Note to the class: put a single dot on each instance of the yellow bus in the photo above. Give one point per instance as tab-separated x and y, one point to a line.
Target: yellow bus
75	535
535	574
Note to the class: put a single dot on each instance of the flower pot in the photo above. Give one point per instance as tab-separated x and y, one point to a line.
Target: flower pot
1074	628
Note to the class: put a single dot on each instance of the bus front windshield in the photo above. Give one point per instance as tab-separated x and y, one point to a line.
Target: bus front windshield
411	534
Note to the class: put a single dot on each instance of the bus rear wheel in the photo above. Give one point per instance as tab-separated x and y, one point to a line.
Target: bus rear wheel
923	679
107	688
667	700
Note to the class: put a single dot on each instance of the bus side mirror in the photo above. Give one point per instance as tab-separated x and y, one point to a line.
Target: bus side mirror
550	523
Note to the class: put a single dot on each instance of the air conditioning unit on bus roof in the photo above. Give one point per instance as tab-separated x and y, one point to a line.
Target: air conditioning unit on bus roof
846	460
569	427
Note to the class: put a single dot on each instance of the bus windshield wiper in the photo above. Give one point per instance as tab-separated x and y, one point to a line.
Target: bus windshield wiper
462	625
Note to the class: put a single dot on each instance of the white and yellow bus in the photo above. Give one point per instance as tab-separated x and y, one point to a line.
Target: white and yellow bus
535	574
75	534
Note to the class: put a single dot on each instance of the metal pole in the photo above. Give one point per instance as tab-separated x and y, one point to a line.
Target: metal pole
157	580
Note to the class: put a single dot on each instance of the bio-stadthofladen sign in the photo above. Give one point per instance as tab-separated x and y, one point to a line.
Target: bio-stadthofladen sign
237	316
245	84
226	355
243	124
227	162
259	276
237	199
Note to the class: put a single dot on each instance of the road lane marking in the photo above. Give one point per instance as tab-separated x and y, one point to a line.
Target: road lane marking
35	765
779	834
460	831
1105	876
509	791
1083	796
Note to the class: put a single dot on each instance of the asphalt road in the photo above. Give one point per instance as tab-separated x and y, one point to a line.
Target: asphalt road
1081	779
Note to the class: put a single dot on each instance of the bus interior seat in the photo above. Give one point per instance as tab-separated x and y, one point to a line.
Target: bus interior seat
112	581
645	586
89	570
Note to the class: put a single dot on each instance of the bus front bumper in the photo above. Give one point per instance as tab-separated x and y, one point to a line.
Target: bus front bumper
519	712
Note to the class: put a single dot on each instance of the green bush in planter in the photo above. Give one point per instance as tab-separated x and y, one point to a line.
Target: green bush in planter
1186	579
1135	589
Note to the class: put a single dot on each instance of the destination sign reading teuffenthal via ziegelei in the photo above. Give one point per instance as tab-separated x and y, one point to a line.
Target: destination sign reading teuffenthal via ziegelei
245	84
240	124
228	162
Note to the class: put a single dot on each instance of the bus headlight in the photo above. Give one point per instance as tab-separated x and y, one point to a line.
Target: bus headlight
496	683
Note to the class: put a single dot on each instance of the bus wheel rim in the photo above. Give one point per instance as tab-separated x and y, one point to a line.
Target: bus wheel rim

# Your objective
Quote all of the records above word for word, leaving nothing out and changing nothing.

# Answer to the exercise
Note to the class: put a single dot on each instance of the yellow bus in the photo above. Give one point per instance as tab-separated x and y, one point to a line.
Target: yellow bus
75	535
535	574
Note to the class: put a single dot on each instance of the flower pot in the photo above. Give one point per instance as tab-separated x and y, one point to a line.
Target: flower pot
1074	628
Note to the class: put a single dot on each instance of the bus front windshield in the photo above. Give one point per instance as tab-separated x and y, one point to a line.
Target: bus front windshield
411	534
Note to the class: put a single dot on each instance of the bus rear wheel in the photo above. Give one point per instance as tab-separated x and y, one point to a line.
Target: bus rear wheel
923	679
107	688
667	700
Note to the class: put a single dot on each instance of the bus side mirror in the photo above. Give one point per instance as tab-separated x and y, one point to a line.
Target: bus side mirror
550	523
Note to the class: put a single dot on each instance of the air conditioning unit on bus roof in the photo above. Give one point per instance as tab-separated x and y, one point to a line.
Target: air conditioning unit on bus roof
846	460
569	427
Note to the class: put a single dot on each instance of the bus windshield wiper in the photo above. Give one point per instance as tab-separated x and y, one point to a line.
Target: bus windshield wiper
462	625
Note to the class: put a single dot on each instance of the white and yellow bus in the photo above. Give one point per instance as tab-separated x and y, one point to a line.
Target: white and yellow bus
535	574
75	534
Note to the class: put a single dot on each instance of the metal pole in the photo above. Give one point per instance as tab-separated x and y, one point to a line.
Target: metal pole
157	580
Note to the class: put a single dot on each instance of the bio-stadthofladen sign in the photo above. Give one point per instance as tab-separated x and y, one point to a line.
Target: bio-stadthofladen sign
237	316
245	84
226	355
243	124
227	162
259	276
237	199
Note to the class: put a single dot on each instance of the road lane marking in the photo above. Give one point per instance as tab-separated x and y, one point to a line.
Target: road lane marking
35	765
779	834
460	831
1105	876
509	791
1083	796
Note to the class: put a single dot on each instance of the asphalt road in the photo above. Give one point per instance as tab-separated x and y, one point to a line.
Target: asphalt road
1081	779
Note to the class: put a single dot on each instance of the bus interior seat in the photo above. Give one point per instance as tab-separated x and y, one point to a line.
Target: bus interior seat
112	581
645	586
89	570
Note to the class: put a single dot on each instance of the bus front bumper in the photo above. Give one point per instance as tab-separated x and y, one point to a line.
Target: bus front bumper
519	712
Note to the class: put a single dot on each instance of the green bush in planter in the photo above. Give one point per instance as tab-separated x and y, one point to a line.
Target: green bush in planter
1186	579
1135	589
Note to the class: put a single dot on each instance of the destination sign reading teuffenthal via ziegelei in the photo above. Give one point per instance as tab-separated x and y, one point to a line.
Target: destination sign reading teuffenthal via ziegelei
245	84
240	124
228	162
Note to the class: put a single dot on each instance of the bus headlight in the photo above. Give one point per instance as tab-separated x and y, one point to a line.
Target: bus headlight
496	683
Note to the class: put a single dot on each instance of the bus wheel rim in the photo above. Give one point per instance as tab-separated x and y, one point to a line.
Target: bus wheel rim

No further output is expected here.